Count the lines in the material below that contain the string "flower", treating uppercase and lowercase letters as different. Give only that number.

:: Records for the exercise ::

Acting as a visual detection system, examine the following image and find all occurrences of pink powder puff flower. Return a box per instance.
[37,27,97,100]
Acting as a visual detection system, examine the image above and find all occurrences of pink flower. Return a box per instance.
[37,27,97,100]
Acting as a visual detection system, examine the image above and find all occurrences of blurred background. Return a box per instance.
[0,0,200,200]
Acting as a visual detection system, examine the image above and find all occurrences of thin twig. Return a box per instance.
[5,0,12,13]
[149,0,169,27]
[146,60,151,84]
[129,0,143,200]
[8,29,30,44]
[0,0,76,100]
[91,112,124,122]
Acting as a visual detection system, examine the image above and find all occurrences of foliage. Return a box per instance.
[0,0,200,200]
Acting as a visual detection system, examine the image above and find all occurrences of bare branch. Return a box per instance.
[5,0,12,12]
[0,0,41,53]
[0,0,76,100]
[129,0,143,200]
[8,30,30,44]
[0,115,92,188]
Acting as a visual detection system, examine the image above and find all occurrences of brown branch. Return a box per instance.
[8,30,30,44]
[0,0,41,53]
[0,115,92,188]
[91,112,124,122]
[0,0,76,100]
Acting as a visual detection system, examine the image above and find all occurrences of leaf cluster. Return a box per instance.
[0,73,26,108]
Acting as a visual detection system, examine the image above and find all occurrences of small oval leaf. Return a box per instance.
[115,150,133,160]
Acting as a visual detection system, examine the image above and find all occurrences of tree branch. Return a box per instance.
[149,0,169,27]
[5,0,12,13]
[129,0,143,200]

:::

▸ Task response: 2